» Problem requirements
Copy the post on Microsoft veterans and Linux FUD from "THE SUBJECT of" to "a marketing pitch.", swapping "journalist" for "reporter".

» Extracted text
◇ ◇ ◇

Bonum Certa Men Certa

Microsoft Veterans Making a Profit From Bashing Linux, GPL

Uplift



Summary: Firms with Microsoft roots do a disservice to FOSS and a favour to the Microsoft agenda

THE SUBJECT of Microsoft veterans turning to the FUD business was addressed here thrice recently.



This is a serious issue that definitely deserves more attention. One journalist who used to edit the Linux Today Web site (Brian Proffitt) writes about the latest from Black Duck:

I pulled a thread today, and found a little FUD that turned out to be a marketing pitch.

The headline on my newsreader read "Legal Challenges in Android Development," with a byline on Law.com. This sounded like another legal expert taking potshots at Android, so I clicked the link to see what was what.

What I found was an article that, while not as harsh as some I have seen, seemed to single out Android development as more potentially hazardous to a developer's legal health than other open source projects.

Imagine, then, my surprise when I noted that the article's author was Mark F. Radcliffe, who currently acts as the General Counsel for the Open Source Initiative.

The article, in and of itself, wasn't too far afield of any other kind of licensing article a lawyer might put together. Know your license, know what you're getting into, and execute plans accordingly. Open source fans may get jumpy about such advice, because we tend to get defensive, but in truth it's no different than any advice about any license, proprietary or otherwise. "Respect the License" is solid advice no matter the license.


And on it goes.

Black Duck was in fact delivering FOSS FUD for quite a while. Its support of software patents (by action) does not contribute much to its credibility and it is one thing that they have in common with Microsoft Florian. the headline in Linux Today was "Is Black Duck spreading FUD about Android for profit?"

Aptly titled. It's a rhetorical question. But Black Duck is not the only for-profit entity which is doing it. There are also many corruptible analysts whom Microsoft pays to parrot its own nonsense and consultant whom Microsoft hires (i.e. pays money to) for bias, or at least for self-censorship. Some of these analysts eventually receive a wage from Microsoft, but not before they manage to also pollute the minds of journalists who receive free trips to the US, funded by Microsoft. Recall what we wrote about the standards debate after Winterford had accepted a bribe from Microsoft [1, 2] (and brainwash from a so-called 'analyst',Peter O’Kelly, who would later get a job from Microsoft). Sadly enough, this is how the industry works and to be blind to it or unaware of it leads to bafflement.

◇ ◇ ◇

» Dataset
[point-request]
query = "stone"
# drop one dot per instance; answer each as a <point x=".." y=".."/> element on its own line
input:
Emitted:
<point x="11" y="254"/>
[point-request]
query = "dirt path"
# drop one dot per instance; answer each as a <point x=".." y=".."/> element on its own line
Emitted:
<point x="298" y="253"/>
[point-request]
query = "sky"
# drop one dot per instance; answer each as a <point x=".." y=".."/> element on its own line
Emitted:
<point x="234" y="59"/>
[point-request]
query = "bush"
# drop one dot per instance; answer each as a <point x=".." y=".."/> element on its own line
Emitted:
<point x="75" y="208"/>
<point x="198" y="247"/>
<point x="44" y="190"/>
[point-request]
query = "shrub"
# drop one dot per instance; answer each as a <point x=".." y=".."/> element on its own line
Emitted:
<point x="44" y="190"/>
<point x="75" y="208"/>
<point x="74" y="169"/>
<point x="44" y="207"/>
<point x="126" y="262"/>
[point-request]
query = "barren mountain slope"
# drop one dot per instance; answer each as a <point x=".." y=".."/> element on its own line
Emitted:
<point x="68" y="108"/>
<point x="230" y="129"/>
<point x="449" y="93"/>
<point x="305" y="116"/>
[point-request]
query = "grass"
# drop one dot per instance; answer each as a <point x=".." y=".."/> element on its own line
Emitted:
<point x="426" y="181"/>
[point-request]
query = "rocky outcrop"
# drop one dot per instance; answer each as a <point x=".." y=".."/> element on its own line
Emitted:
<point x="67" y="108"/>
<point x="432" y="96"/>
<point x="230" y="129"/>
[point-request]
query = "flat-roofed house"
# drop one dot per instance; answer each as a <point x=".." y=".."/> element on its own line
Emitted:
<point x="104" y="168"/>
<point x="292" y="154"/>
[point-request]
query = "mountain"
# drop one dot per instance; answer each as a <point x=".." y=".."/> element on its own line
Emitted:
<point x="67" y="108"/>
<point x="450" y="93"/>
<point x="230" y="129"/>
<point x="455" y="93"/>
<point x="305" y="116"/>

◇ ◇ ◇

» Reply
THE SUBJECT of Microsoft veterans turning to the FUD business was addressed here thrice recently.



This is a serious issue that definitely deserves more attention. One reporter who used to edit the Linux Today Web site (Brian Proffitt) writes about the latest from Black Duck:

I pulled a thread today, and found a little FUD that turned out to be a marketing pitch.